Could you retype the listing beneath, keeping each line exactly as it is?

> _Material supplied_
---

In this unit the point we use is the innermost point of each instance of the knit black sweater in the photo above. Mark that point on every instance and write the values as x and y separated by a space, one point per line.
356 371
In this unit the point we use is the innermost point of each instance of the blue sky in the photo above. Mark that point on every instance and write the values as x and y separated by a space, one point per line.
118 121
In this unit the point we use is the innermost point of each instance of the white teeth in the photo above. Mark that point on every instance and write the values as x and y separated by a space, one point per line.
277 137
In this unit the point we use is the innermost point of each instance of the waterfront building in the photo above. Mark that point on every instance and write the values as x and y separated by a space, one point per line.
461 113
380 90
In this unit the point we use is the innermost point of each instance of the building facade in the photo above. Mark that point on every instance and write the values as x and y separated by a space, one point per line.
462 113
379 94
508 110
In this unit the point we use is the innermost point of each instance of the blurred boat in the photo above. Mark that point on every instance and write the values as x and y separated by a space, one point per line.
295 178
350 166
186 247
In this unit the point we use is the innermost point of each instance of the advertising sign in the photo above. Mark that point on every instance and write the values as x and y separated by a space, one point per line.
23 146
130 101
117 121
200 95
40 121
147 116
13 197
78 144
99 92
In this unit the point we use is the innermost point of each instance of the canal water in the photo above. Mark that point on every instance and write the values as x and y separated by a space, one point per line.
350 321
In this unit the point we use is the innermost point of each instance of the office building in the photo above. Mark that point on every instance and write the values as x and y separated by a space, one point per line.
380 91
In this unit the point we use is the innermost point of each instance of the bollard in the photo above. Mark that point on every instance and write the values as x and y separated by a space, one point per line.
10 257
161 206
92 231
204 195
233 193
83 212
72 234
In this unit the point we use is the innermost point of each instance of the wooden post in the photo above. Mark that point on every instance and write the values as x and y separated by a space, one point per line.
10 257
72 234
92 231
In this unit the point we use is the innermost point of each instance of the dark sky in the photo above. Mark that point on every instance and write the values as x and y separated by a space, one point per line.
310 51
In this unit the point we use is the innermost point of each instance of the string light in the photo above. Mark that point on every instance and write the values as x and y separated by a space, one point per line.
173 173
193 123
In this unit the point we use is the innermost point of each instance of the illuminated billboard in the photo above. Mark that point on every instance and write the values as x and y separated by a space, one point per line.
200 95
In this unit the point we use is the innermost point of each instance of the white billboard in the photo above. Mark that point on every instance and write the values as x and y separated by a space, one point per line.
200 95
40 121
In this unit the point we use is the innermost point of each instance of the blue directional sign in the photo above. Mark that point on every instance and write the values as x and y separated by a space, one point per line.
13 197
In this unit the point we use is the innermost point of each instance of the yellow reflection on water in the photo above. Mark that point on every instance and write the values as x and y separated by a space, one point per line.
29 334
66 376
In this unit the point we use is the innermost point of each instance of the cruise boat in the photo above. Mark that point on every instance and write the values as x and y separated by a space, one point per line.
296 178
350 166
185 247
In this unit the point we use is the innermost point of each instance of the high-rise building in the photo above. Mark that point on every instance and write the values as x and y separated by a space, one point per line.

---

> _Exercise answer_
In this unit the point we use is the innermost point of each instance of the knit black sweater in the photo above. Mark that point on every instance and write the values as x and y separated by a space, one point per line.
356 371
In this unit the point we use is the innermost point of each instance of the blue sky in the photo above. Mark that point on every instance and write the values as x and y separated by a space, one point per line.
118 121
In this unit the point we use is the innermost point of each instance of the white teeth in the photo above. Mark that point on every instance and write the values as x and y separated by a space, one point per line.
277 137
In this unit the point we use is the innermost point of each instance of the waterfront building in the photo above. Mark that point on every instance and write the values as x and y separated by a space, one point per line.
461 113
380 90
In this unit the point we use is the innermost point of each instance of the building facade in the photo above. Mark that point on every instance and write the values as x and y separated by a space, one point per line.
462 113
379 94
508 110
In this unit the point we use is the innermost point of each instance of the blurred boat in the photo above. Mark that point on every instance and write the values as x and y separated by a space, one point per line.
295 178
350 166
186 247
In this unit the point we use is the innermost point of each instance of the advertising sign in the photo above. Mark that point on every instance and write the values as x and y separated by a space, one point per line.
23 146
130 101
117 121
200 95
40 121
147 116
13 197
78 144
99 92
In this unit the point we use is the innermost point of each instance of the canal water in the photo above. Mark that point on every instance and write the values as x and y separated by a space, one point per line.
350 321
In this unit the point we use is the innermost point of each instance of the office building in the photo above. Mark that point on every instance and write the values as x and y separated by a space, one point per line.
380 91
In this unit the point we use is the innermost point of each instance of the bollard in the photo above. Mark that point on every instance and write the values as x and y separated by a space, one point per line.
10 257
161 206
92 231
204 195
233 193
83 212
72 234
In this unit the point we use is the innermost point of each instance of the wooden post in the photo above. Mark that point on every instance and write the values as x and y separated by a space, one point per line.
10 257
72 234
92 231
In this unit the point we use is the innermost point of each instance of the dark sky in the photo above. Mark that point on every instance and write the values as x and y separated by a space, one point per line.
310 51
In this unit the point we use is the innermost point of each instance of the string light in the photo above. Mark that point on every instance and write the values as x and y separated by a space, one point per line.
173 173
193 123
In this unit the point we use is the innermost point of each instance of the illuminated billboard in the photo above. Mark that point on every instance and write the values as x and y separated by a space, one point per line.
200 95
In this unit the point we use is the innermost point of each instance of the white billboard in the photo above. Mark that point on every instance and write the values as x and y separated by a space, one point per line.
200 95
40 121
In this unit the point we use is the innermost point of each instance of the blue directional sign in the photo above. Mark that point on every instance and write the values as x and y separated by a space, one point per line.
13 197
In this unit the point we use is the innermost point of each instance of the yellow reflection on water in the photo above. Mark that point on every instance and write the values as x and y separated by a space, one point per line.
29 334
66 376
In this unit the point we use is the innermost point of each instance of the cruise boat in the photo above. Mark that point on every instance and write the values as x and y separated by a space, one point per line.
296 178
350 166
185 247
In this unit the point we use is the innermost point of each instance of the high-rise building in the photo above. Mark that point on every instance and write the values as x and y separated by a space, one point per line.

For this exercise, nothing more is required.